• _REQUEST_:
Reproduce each line below with no alterations.

• _ENTRIES SUPPLIED_:
--------------------
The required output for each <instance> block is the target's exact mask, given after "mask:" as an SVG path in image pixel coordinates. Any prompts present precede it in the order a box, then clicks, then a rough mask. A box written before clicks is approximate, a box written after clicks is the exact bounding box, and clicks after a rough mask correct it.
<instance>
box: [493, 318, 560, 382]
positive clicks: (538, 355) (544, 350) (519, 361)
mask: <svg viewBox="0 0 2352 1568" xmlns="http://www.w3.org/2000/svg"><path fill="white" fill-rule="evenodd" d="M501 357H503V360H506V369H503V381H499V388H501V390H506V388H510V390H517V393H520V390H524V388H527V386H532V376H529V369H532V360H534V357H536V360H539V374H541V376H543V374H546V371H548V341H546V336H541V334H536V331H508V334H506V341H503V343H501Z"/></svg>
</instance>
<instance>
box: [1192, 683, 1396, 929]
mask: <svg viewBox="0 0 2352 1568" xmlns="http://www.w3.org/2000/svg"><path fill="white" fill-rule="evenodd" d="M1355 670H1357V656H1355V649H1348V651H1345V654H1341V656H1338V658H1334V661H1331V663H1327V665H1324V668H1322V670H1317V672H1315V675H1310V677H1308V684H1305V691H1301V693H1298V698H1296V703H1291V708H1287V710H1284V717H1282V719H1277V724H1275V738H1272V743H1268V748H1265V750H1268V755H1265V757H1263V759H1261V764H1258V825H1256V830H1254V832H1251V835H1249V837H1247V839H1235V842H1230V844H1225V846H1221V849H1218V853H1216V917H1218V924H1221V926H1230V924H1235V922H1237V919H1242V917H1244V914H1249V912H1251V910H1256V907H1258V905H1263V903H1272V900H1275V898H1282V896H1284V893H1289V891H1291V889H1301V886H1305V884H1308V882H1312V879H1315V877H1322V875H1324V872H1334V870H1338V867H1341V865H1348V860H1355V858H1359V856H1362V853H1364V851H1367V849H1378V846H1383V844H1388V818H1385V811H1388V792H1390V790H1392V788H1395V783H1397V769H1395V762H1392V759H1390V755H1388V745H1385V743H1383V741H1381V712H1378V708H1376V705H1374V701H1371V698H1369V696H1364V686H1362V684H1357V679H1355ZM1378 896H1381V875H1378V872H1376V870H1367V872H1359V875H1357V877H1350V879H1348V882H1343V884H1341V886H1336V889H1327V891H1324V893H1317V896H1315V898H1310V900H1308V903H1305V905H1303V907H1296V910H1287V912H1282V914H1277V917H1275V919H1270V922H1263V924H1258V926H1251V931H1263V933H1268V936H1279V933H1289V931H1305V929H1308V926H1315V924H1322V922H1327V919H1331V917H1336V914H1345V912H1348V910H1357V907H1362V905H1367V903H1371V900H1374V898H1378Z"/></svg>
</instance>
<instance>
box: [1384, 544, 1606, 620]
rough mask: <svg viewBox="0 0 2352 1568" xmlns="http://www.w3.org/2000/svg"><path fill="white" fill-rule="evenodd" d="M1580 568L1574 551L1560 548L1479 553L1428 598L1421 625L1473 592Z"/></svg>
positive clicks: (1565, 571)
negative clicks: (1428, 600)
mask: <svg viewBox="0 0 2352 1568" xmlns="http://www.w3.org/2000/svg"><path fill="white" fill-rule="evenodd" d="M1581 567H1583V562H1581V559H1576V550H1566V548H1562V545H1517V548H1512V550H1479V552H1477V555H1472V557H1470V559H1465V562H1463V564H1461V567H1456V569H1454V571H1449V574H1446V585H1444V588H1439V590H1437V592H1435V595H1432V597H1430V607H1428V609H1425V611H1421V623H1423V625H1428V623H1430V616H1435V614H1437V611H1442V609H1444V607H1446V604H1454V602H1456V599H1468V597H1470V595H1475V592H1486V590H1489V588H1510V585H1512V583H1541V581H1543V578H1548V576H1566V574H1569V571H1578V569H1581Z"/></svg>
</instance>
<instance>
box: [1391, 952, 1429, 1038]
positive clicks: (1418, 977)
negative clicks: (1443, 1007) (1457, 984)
--------------------
• _ANSWER BOX_:
The required output for each <instance> block is the target's exact mask, given after "mask:" as an SVG path in image pixel coordinates. Any prompts present precede it in the order a box, then clicks, then a rough mask. A box written before clicks is approximate, a box written after clicks is the exact bounding box, and clicks after a rough mask correct it.
<instance>
box: [493, 318, 560, 382]
positive clicks: (538, 355) (544, 350) (519, 361)
mask: <svg viewBox="0 0 2352 1568" xmlns="http://www.w3.org/2000/svg"><path fill="white" fill-rule="evenodd" d="M501 357H503V360H506V369H503V381H499V388H501V390H506V388H510V390H517V393H520V390H524V388H527V386H532V376H529V369H532V360H534V357H536V360H539V374H541V376H543V374H546V371H548V341H546V336H541V334H536V331H508V334H506V341H503V343H501Z"/></svg>
</instance>
<instance>
box: [1192, 683, 1396, 929]
mask: <svg viewBox="0 0 2352 1568" xmlns="http://www.w3.org/2000/svg"><path fill="white" fill-rule="evenodd" d="M1355 670H1357V656H1355V649H1348V651H1345V654H1341V656H1338V658H1334V661H1331V663H1327V665H1324V668H1322V670H1317V672H1315V675H1310V677H1308V684H1305V691H1301V693H1298V698H1296V703H1291V708H1287V710H1284V717H1282V719H1277V724H1275V738H1272V743H1268V748H1265V750H1268V755H1265V757H1263V759H1261V764H1258V825H1256V830H1254V832H1251V835H1249V837H1247V839H1235V842H1230V844H1225V846H1221V849H1218V853H1216V917H1218V924H1221V926H1230V924H1235V922H1237V919H1242V917H1244V914H1249V912H1251V910H1256V907H1258V905H1263V903H1272V900H1275V898H1282V896H1284V893H1289V891H1291V889H1301V886H1305V884H1308V882H1312V879H1315V877H1322V875H1324V872H1334V870H1338V867H1341V865H1348V860H1355V858H1359V856H1362V853H1364V851H1367V849H1378V846H1383V844H1388V818H1385V811H1388V792H1390V790H1392V788H1395V783H1397V769H1395V762H1392V759H1390V755H1388V745H1385V743H1383V741H1381V712H1378V708H1376V705H1374V701H1371V698H1369V696H1364V686H1362V684H1357V679H1355ZM1378 896H1381V875H1378V872H1376V870H1367V872H1359V875H1357V877H1350V879H1348V882H1343V884H1341V886H1336V889H1327V891H1324V893H1317V896H1315V898H1310V900H1308V903H1305V905H1303V907H1296V910H1287V912H1282V914H1277V917H1275V919H1270V922H1263V924H1258V926H1251V931H1263V933H1268V936H1279V933H1289V931H1305V929H1308V926H1315V924H1322V922H1327V919H1331V917H1336V914H1345V912H1348V910H1357V907H1362V905H1367V903H1371V900H1374V898H1378Z"/></svg>
</instance>
<instance>
box: [1384, 544, 1606, 620]
rough mask: <svg viewBox="0 0 2352 1568" xmlns="http://www.w3.org/2000/svg"><path fill="white" fill-rule="evenodd" d="M1580 568L1574 551L1560 548L1479 553L1428 598L1421 625L1473 592Z"/></svg>
positive clicks: (1565, 571)
negative clicks: (1428, 600)
mask: <svg viewBox="0 0 2352 1568" xmlns="http://www.w3.org/2000/svg"><path fill="white" fill-rule="evenodd" d="M1581 567H1583V562H1581V559H1576V550H1566V548H1562V545H1517V548H1512V550H1479V552H1477V555H1472V557H1470V559H1465V562H1463V564H1461V567H1456V569H1454V571H1449V574H1446V585H1444V588H1439V590H1437V592H1435V595H1432V597H1430V607H1428V609H1425V611H1421V623H1423V625H1428V623H1430V616H1435V614H1437V611H1442V609H1444V607H1446V604H1454V602H1456V599H1468V597H1470V595H1475V592H1486V590H1489V588H1510V585H1512V583H1541V581H1543V578H1548V576H1566V574H1569V571H1578V569H1581Z"/></svg>
</instance>
<instance>
box: [1391, 952, 1429, 1038]
positive clicks: (1418, 977)
negative clicks: (1443, 1007) (1457, 984)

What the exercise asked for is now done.